EXERCICES:
A: Renvoyez tel quel le passage de l'extrait sur les POE en commençant par "D’autre part, leur" et en allant jusqu'à "immatérielle (Maucuer, 2013).".
B: Résumez l'extrait sur les POE en deux phrases.
C: Poursuivez l'extrait sur les POE à partir de l'endroit où il s'arrête.

Si ces recherches permettent d’appréhender des enjeux stratégiques associés aux POE, elles comportent néanmoins deux limites importantes. D’une part, la diversité des POE au sein d’une entreprise donnée n’est pas prise en compte pour apprécier leur contribution spécifique à la stratégie de l’entreprise. Ainsi, l’impact stratégique global de leur combinaison au sein d’un portefeuille n’est pas appréhendé. Pour dépasser cette limite, nous mobilisons la typologie intégrative d’Austin et Seitanidi (2012a, 2012b) qui permet d’étudier à la fois l’articulation et l’impact stratégique de différents types de POE.

D’autre part, leur vision agrégée et parfois abstraite de l’apport stratégique des ONG ne permet pas d’aborder la contribution des POE aux processus de création et de captation de valeur de l’entreprise. Nous comblons ce manque en mobilisant le concept de modèle d’affaires (Maucuer et Renaud, 2019). En se positionnant à l’interface entre la stratégie et l’opérationnel (Lecocq et al., 2018), le modèle d’affaires offre un niveau de granularité pertinent (Zott et al., 2011) pour appréhender finement le processus de création et de captation de valeur (Teece, 2010) qu’elle soit économique (Demil et Lecocq, 2010), sociale (Thompson et MacMillan, 2010; Yunus et al., 2010) ou immatérielle (Maucuer, 2013).

DONNÉES FOURNIES:
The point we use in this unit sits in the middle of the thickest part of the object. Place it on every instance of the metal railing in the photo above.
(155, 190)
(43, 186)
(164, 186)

RÉPONSES:
A:
D’autre part, leur vision agrégée et parfois abstraite de l’apport stratégique des ONG ne permet pas d’aborder la contribution des POE aux processus de création et de captation de valeur de l’entreprise. Nous comblons ce manque en mobilisant le concept de modèle d’affaires (Maucuer et Renaud, 2019). En se positionnant à l’interface entre la stratégie et l’opérationnel (Lecocq et al., 2018), le modèle d’affaires offre un niveau de granularité pertinent (Zott et al., 2011) pour appréhender finement le processus de création et de captation de valeur (Teece, 2010) qu’elle soit économique (Demil et Lecocq, 2010), sociale (Thompson et MacMillan, 2010; Yunus et al., 2010) ou immatérielle (Maucuer, 2013).

B: Les recherches sur les POE présentent deux limites : elles ne tiennent pas compte de la diversité des POE au sein d'une entreprise, et leur vision agrégée de l'apport des ONG n'aborde pas la contribution des POE à la création et à la captation de valeur. Pour y remédier, les auteurs mobilisent la typologie intégrative d'Austin et Seitanidi ainsi que le concept de modèle d'affaires, situé à l'interface entre la stratégie et l'opérationnel.

C:
Considéré comme les attributs d’une entreprise réelle (Massa et al., 2017), le modèle d’affaires est généralement représenté par quatre principales composantes : la proposition de valeur, le système de ressources et de compétences, l’organisation et le modèle de revenus. Ces composantes permettent d’appréhender la cohérence interne d’un modèle d’affaires unique (Demil et Lecocq, 2010) ou d’un portefeuille de modèle d’affaires (Sabatier et al., 2010; Casadesus-Masanell et Tarjizán, 2012). Une entreprise diversifiée peut également se caractériser par un modèle d’affaires corporatif (Aspara et al., 2013) qui synthétise la logique globale de son portefeuille. Cette approche offre ainsi une grille d’analyse pertinente pour comprendre le rôle stratégique des différents types de POE et la façon dont ils irriguent l’ensemble des activités de l’entreprise. Notre objectif est donc de répondre à la problématique suivante : « Comment le portefeuille de POE contribue-t-il aux modèles d’affaires de l’entreprise ? ».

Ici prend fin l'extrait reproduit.